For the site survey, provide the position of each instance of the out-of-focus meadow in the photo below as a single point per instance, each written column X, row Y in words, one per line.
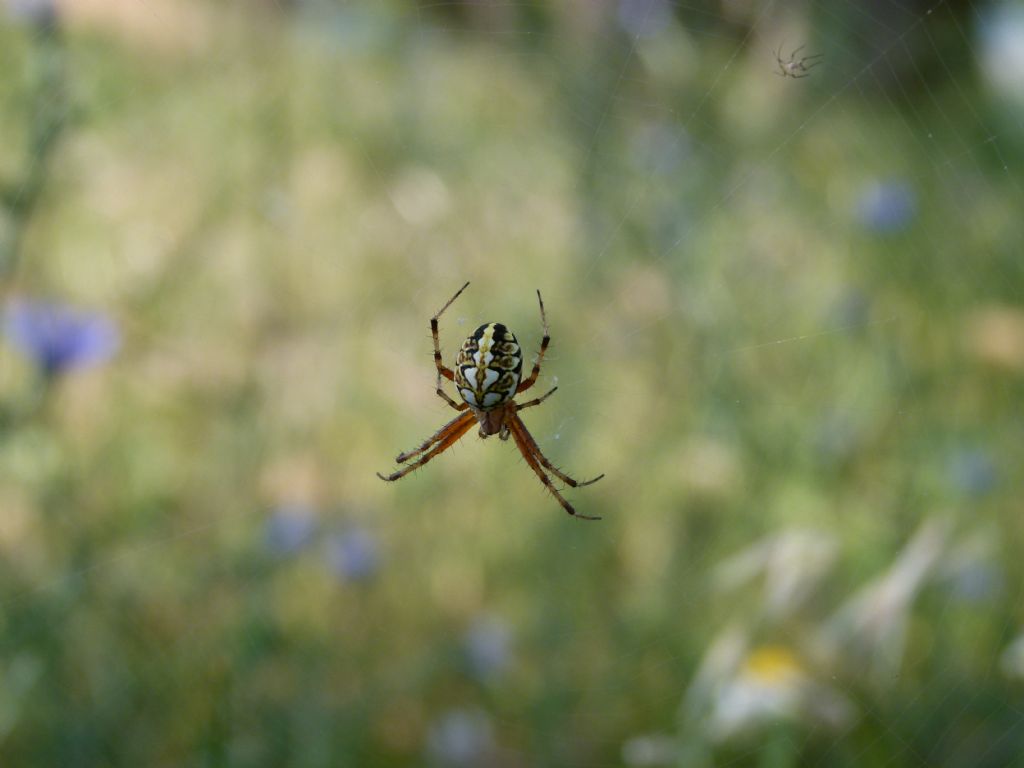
column 786, row 321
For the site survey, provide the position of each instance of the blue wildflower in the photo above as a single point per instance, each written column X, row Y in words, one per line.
column 644, row 18
column 486, row 647
column 42, row 13
column 887, row 207
column 462, row 737
column 290, row 528
column 352, row 554
column 58, row 338
column 972, row 472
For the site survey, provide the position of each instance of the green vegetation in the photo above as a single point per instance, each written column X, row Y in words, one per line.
column 786, row 325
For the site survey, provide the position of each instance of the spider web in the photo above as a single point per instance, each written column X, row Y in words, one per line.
column 780, row 314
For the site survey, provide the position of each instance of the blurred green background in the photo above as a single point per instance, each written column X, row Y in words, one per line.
column 787, row 324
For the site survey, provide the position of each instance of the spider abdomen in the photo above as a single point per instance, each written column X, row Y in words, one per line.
column 488, row 367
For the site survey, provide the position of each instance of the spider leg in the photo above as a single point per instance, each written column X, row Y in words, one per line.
column 455, row 430
column 437, row 436
column 548, row 465
column 442, row 370
column 518, row 429
column 536, row 400
column 444, row 396
column 528, row 381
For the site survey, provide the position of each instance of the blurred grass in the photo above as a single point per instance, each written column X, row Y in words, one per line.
column 273, row 204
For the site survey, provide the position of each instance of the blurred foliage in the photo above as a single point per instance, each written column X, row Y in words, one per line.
column 786, row 324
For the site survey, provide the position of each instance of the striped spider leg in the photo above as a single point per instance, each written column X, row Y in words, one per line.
column 487, row 376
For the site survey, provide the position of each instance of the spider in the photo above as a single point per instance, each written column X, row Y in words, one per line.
column 486, row 374
column 791, row 68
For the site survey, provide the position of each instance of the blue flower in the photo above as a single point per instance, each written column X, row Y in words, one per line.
column 290, row 528
column 486, row 647
column 58, row 338
column 644, row 18
column 887, row 207
column 972, row 472
column 352, row 554
column 42, row 13
column 462, row 737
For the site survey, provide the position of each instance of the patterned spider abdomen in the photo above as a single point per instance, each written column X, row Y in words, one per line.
column 488, row 367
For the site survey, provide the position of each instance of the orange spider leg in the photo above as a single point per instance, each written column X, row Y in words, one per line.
column 528, row 381
column 448, row 398
column 442, row 370
column 437, row 436
column 548, row 465
column 523, row 442
column 459, row 427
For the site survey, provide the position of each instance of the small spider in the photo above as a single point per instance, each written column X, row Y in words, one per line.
column 791, row 68
column 486, row 374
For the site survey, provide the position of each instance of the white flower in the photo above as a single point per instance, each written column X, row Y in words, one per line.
column 793, row 563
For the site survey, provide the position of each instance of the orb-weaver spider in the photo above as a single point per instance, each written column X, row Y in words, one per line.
column 796, row 68
column 486, row 375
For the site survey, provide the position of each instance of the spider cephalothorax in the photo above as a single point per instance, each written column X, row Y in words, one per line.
column 487, row 373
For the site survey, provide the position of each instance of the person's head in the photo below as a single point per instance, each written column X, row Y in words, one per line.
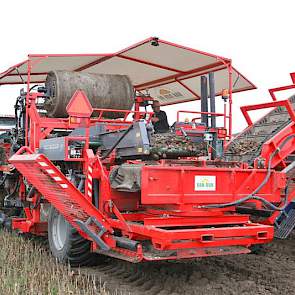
column 156, row 106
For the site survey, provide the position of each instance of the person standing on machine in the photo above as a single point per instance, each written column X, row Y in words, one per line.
column 159, row 118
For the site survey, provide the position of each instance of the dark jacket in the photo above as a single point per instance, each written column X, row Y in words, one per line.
column 162, row 125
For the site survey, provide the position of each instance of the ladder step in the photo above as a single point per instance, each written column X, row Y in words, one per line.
column 63, row 195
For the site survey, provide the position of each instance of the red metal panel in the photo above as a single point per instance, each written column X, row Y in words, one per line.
column 177, row 185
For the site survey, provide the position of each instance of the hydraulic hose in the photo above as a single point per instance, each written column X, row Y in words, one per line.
column 265, row 180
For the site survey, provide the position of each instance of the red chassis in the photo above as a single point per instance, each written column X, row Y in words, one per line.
column 166, row 220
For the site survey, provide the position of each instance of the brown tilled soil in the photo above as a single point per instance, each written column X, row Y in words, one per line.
column 270, row 272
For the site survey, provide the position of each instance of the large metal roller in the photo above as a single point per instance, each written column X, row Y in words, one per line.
column 103, row 91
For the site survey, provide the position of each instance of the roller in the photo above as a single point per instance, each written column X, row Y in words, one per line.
column 103, row 91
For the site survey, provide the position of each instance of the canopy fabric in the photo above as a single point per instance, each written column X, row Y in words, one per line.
column 168, row 72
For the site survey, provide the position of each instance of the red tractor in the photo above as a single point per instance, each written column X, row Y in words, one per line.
column 87, row 170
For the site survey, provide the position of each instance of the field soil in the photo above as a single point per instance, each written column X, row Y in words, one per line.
column 270, row 272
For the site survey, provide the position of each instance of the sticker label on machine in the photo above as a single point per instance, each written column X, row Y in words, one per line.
column 205, row 183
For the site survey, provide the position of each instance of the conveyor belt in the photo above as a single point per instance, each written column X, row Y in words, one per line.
column 257, row 134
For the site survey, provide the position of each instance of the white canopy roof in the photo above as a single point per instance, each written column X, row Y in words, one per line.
column 169, row 72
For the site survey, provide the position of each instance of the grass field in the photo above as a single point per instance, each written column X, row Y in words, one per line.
column 26, row 267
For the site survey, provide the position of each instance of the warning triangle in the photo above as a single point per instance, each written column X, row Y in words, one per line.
column 79, row 105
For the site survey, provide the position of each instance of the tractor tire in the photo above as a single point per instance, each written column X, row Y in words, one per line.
column 66, row 244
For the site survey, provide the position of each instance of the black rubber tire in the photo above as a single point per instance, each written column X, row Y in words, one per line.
column 75, row 250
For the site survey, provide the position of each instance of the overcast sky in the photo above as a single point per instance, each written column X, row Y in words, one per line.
column 257, row 35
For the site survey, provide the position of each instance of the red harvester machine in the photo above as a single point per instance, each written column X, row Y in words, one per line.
column 89, row 172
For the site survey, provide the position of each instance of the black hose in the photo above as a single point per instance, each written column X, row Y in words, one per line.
column 252, row 195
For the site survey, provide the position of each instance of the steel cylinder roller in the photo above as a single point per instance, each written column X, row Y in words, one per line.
column 103, row 91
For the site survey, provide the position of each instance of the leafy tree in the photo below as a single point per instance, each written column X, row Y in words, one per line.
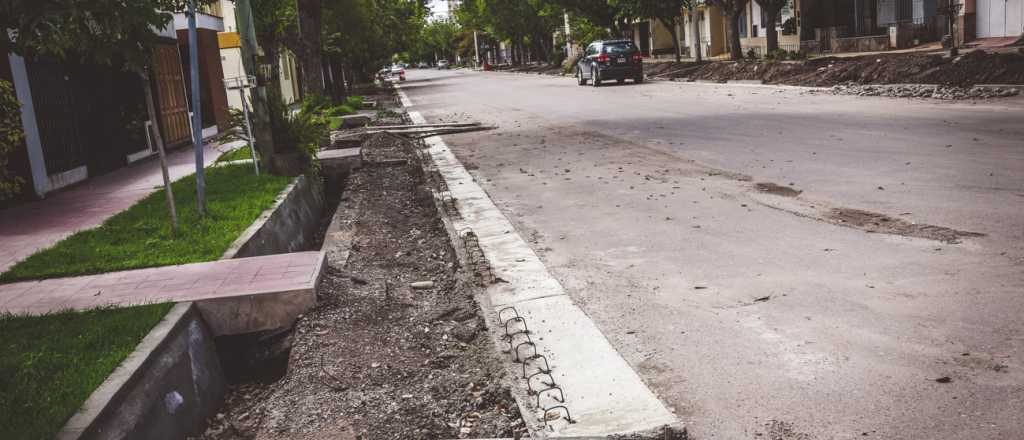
column 307, row 45
column 666, row 11
column 771, row 8
column 732, row 9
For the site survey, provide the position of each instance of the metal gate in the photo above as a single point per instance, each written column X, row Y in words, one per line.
column 171, row 103
column 53, row 98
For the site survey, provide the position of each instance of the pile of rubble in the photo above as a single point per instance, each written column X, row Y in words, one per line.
column 924, row 91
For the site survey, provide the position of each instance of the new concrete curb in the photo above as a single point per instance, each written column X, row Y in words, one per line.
column 608, row 400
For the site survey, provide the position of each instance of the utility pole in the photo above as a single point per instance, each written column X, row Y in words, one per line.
column 476, row 49
column 568, row 37
column 197, row 108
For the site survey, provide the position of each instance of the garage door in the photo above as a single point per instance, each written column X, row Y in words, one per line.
column 1000, row 17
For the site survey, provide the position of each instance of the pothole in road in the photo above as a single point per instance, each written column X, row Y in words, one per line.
column 881, row 223
column 774, row 188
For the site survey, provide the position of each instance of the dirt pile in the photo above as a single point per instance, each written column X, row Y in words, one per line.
column 532, row 69
column 974, row 68
column 925, row 91
column 379, row 359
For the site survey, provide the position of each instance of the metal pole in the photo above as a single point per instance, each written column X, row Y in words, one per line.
column 197, row 108
column 568, row 36
column 249, row 130
column 476, row 49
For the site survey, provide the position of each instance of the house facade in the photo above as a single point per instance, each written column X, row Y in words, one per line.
column 229, row 44
column 82, row 120
column 993, row 18
column 213, row 96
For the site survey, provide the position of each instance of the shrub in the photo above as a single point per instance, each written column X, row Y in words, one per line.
column 354, row 101
column 10, row 138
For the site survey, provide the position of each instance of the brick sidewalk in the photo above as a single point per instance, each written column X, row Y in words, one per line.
column 30, row 227
column 282, row 273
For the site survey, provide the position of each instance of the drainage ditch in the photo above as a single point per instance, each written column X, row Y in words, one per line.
column 395, row 347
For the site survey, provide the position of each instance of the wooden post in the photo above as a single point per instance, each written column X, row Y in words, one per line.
column 159, row 139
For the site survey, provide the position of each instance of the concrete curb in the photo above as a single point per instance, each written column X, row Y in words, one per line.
column 137, row 389
column 608, row 400
column 180, row 332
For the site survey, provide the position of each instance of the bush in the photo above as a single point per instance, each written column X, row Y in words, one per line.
column 339, row 111
column 782, row 54
column 354, row 101
column 10, row 138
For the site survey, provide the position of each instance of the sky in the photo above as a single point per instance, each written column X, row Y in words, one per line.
column 438, row 7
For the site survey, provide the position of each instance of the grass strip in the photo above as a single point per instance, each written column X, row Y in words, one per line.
column 140, row 236
column 239, row 154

————————

(Problem to work on)
From the line that contains "the grass strip" through the end of the records above, print every line exactly and nothing else.

(Exercise output)
For the site survey, provide the position of each instance of the grass strip in the photo above as a single point per instance, each written column X, row Y in words, one per line.
column 140, row 236
column 239, row 154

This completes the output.